## Instruction 1
From the saved entries below, extract every line that contains the string "fence".

····················

Tenant is required to install vibration isolation equipment for emergency generators and other vibration generating equipment.

 

3.3 CONSTRUCTION AT EXTERIOR WALLS

This section and the associated details in Exhibit A govern Tenant construction at exterior walls, including soffits, column enclosures, partitions, and window treatments. All Tenant construction at exterior walls must adhere to the details in Exhibit B. In order to maintain a consistent building facade, window treatments shall be MechoShade Systems, Inc. “Slimline”, Solar Vertical Fabric “700 Series” and all of matching color (to be prescribed by Landlord) and there shall be no window treatments applied to the interior atrium glazing.

 

3.4 SIGNAGE

Tenant signage requires Landlord approval and must conform to zoning ordinances and building standards.

 

3.5 SOUND ATTENUATION

Tenants must utilize a sound attenuating generator enclosure, and ensure that the acoustical performance of the generator compiles with the City of Cambridge Noise Ordinance.

····················

## Instruction 2
Translate this sentence from the passage on tenant building requirements into Spanish: "Tenant signage requires Landlord approval and must conform to zoning ordinances and building standards."

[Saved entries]
····················

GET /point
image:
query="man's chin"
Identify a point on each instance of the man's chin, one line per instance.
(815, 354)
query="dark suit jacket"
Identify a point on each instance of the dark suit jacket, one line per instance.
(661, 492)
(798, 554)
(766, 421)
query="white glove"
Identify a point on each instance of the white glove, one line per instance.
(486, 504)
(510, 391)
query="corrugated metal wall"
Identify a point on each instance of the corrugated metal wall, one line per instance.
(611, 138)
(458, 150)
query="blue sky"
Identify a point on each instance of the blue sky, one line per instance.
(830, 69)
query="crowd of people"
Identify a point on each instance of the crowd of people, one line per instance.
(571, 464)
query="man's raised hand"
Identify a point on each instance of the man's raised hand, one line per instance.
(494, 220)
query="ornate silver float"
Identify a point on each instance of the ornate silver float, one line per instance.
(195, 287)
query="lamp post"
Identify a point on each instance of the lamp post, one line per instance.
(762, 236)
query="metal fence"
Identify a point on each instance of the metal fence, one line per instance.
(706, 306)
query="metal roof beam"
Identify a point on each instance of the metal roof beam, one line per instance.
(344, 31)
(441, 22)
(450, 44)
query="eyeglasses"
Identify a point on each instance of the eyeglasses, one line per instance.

····················

## Full answer 1
query="metal fence"
Identify a point on each instance of the metal fence, one line per instance.

## Full answer 2
La señalización del Inquilino requiere la aprobación del Arrendador y debe cumplir con las ordenanzas de zonificación y las normas del edificio.